* **The problem**
Reproduce the Form S-8 legal opinion letter word for word.

* **Given passage**
----------------------------------------
EX-5.1 2 exh5-1.htm OPINION exh5-1.htm
 
EXHIBIT 5.1
 
 
August 31, 2011
 
Dynamics Research Corporation
60 Frontage Road
Andover, Massachusetts 01810
 
Ladies and Gentlemen:
 
I am Vice President and General Counsel of, and have acted as counsel to, Dynamics Research Corporation, a Massachusetts corporation (the “Corporation”), in connection with the preparation of a Registration Statement on Form S-8 (the “Registration Statement”) to be filed by the Corporation on or about August 31, 2011 with the Securities and Exchange Commission (the “SEC”) under the Securities Act of 1933, as amended (the “Act”), in connection with the registration of up to 250,000 shares (the “Shares”) of common stock of the Corporation, par value $.10 per share (the “Common Stock”), issuable upon the exercise of options granted by the Corporation under its 2011 Employee Stock Purchase Plan (the “Plan”). This opinion is being delivered to you in connection with the Registration Statement.
----------------------------------------
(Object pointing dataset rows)
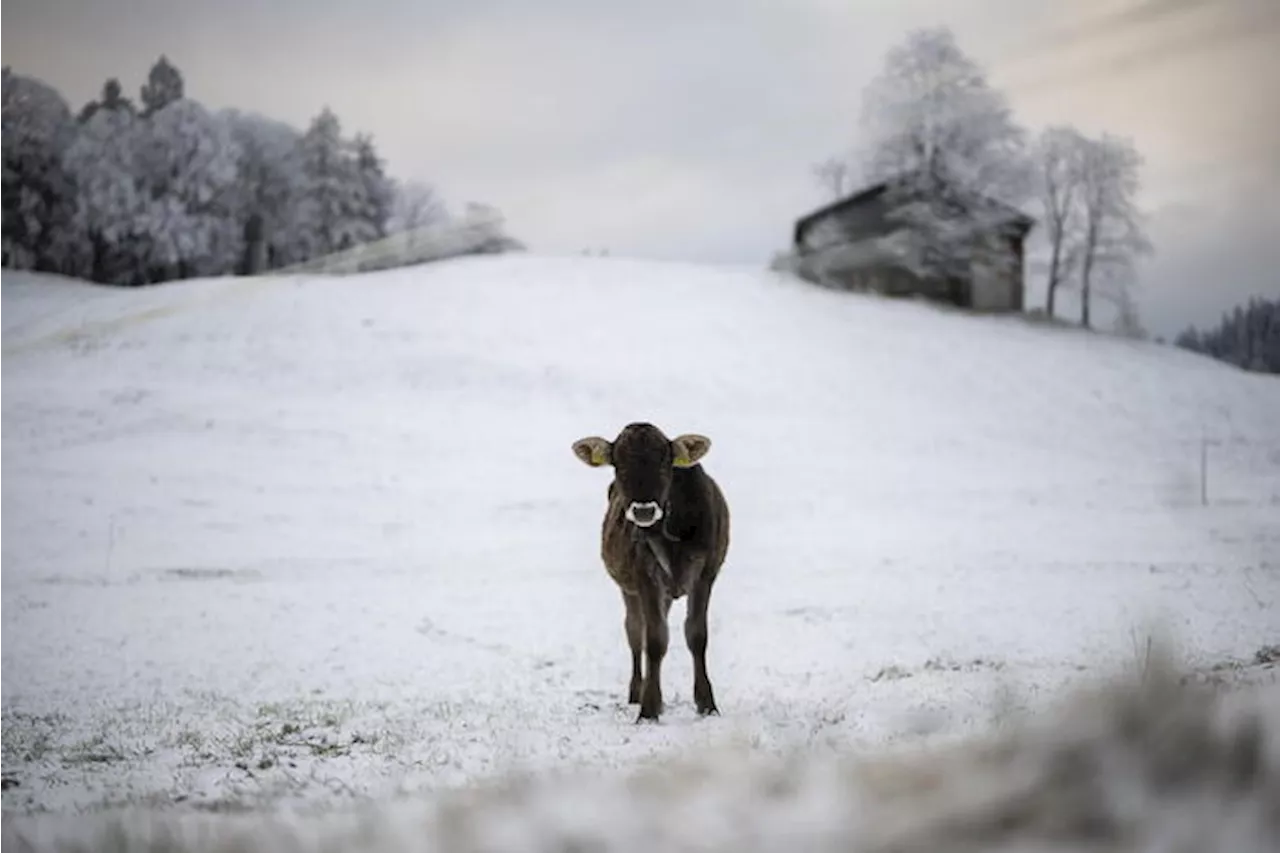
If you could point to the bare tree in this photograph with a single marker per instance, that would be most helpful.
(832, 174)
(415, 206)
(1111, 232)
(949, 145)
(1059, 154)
----------------------------------------
* **Output**
EX-5.1 2 exh5-1.htm OPINION exh5-1.htm
 
EXHIBIT 5.1
 
 
August 31, 2011
 
Dynamics Research Corporation
60 Frontage Road
Andover, Massachusetts 01810
 
Ladies and Gentlemen:
 
I am Vice President and General Counsel of, and have acted as counsel to, Dynamics Research Corporation, a Massachusetts corporation (the “Corporation”), in connection with the preparation of a Registration Statement on Form S-8 (the “Registration Statement”) to be filed by the Corporation on or about August 31, 2011 with the Securities and Exchange Commission (the “SEC”) under the Securities Act of 1933, as amended (the “Act”), in connection with the registration of up to 250,000 shares (the “Shares”) of common stock of the Corporation, par value $.10 per share (the “Common Stock”), issuable upon the exercise of options granted by the Corporation under its 2011 Employee Stock Purchase Plan (the “Plan”). This opinion is being delivered to you in connection with the Registration Statement.